Reproduce the records from the line containing "Scouting pass: put a marker on the arched" through the line containing "[(64, 203)]", requests included. Shift every coordinate in the answers up by 110 and leave the sample coordinates in the requests unchanged.

[Excerpts from point annotation data]
══════════════════════════════
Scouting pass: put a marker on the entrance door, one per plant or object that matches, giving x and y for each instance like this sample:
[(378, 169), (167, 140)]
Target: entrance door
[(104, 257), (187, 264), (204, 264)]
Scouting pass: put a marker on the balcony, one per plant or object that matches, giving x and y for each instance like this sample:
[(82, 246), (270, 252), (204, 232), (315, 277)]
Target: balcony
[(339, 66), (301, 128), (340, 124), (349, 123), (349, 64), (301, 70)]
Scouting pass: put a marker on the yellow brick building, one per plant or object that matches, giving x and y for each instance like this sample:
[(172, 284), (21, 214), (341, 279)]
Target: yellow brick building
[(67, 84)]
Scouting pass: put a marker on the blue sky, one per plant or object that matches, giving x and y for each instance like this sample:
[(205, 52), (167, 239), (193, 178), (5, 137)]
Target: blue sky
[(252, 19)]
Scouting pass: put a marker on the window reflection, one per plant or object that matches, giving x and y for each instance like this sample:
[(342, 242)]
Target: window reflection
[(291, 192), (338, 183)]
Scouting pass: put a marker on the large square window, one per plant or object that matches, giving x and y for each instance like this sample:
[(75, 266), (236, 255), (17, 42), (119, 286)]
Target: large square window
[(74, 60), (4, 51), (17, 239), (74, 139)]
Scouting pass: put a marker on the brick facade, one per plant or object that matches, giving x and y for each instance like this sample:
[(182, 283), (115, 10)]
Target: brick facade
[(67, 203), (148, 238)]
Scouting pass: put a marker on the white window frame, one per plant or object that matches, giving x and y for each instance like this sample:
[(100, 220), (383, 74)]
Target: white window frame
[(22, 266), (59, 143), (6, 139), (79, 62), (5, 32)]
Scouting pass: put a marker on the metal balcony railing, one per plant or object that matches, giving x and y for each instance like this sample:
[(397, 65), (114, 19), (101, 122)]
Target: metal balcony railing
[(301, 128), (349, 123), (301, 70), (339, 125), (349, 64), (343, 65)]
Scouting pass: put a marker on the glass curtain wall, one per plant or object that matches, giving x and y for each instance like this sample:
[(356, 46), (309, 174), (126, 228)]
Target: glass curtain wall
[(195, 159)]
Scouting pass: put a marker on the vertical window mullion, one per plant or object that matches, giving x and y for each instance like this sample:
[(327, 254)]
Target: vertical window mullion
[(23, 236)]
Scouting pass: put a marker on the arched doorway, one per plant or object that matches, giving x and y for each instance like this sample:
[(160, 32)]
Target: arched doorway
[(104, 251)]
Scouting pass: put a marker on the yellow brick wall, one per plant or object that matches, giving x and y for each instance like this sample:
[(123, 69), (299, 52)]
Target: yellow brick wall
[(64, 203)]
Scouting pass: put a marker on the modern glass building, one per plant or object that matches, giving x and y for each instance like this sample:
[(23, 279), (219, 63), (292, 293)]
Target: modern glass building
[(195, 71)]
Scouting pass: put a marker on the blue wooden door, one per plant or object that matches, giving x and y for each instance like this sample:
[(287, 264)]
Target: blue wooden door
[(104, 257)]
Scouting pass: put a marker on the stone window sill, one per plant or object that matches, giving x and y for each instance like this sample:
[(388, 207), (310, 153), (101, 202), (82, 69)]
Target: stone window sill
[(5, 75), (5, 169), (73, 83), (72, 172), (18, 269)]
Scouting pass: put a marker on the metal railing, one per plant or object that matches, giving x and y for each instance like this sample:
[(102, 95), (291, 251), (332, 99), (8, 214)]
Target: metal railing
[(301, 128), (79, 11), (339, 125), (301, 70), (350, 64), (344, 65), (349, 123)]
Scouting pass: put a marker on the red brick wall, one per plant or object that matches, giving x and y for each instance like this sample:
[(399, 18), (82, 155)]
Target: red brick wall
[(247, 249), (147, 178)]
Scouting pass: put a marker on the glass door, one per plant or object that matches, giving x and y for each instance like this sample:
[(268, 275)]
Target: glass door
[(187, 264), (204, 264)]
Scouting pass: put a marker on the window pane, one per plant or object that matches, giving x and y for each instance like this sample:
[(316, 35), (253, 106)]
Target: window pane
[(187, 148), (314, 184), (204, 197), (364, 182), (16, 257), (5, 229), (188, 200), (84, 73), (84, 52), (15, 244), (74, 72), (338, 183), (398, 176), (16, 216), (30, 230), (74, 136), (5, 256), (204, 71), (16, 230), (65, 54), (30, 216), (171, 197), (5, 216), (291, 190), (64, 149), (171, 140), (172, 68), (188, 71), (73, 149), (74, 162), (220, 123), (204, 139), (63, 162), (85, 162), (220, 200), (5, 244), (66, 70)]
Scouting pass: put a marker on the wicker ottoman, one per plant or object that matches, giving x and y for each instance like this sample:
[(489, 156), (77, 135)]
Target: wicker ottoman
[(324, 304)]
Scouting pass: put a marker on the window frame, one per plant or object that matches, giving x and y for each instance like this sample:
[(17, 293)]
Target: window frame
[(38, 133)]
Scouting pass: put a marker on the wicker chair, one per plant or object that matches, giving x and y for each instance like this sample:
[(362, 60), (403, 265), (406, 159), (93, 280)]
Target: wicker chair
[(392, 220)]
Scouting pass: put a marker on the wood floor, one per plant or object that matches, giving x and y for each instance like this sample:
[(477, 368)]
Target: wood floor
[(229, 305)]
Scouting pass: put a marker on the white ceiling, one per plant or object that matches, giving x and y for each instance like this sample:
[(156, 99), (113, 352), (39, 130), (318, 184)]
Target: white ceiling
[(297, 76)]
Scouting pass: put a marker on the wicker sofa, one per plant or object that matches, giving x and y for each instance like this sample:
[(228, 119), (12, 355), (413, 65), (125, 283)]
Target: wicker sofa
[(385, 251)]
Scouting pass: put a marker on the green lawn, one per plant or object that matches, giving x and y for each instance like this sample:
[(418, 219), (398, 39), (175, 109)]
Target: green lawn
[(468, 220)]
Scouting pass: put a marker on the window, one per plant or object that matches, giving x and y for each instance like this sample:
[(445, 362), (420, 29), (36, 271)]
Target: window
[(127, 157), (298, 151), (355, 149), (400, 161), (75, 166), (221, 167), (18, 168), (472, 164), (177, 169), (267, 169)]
══════════════════════════════
# Answer to the task:
Scouting pass: put a marker on the arched doorway, one per plant or object that matches, giving x and y for each instance like this sample:
[(160, 32)]
Target: arched doorway
[(214, 361)]
Scouting pass: put a marker on the yellow brick wall, one per plant or object that matches, giving x and y for each instance like this sample:
[(123, 69), (299, 52)]
Target: yellow brick wall
[(174, 313)]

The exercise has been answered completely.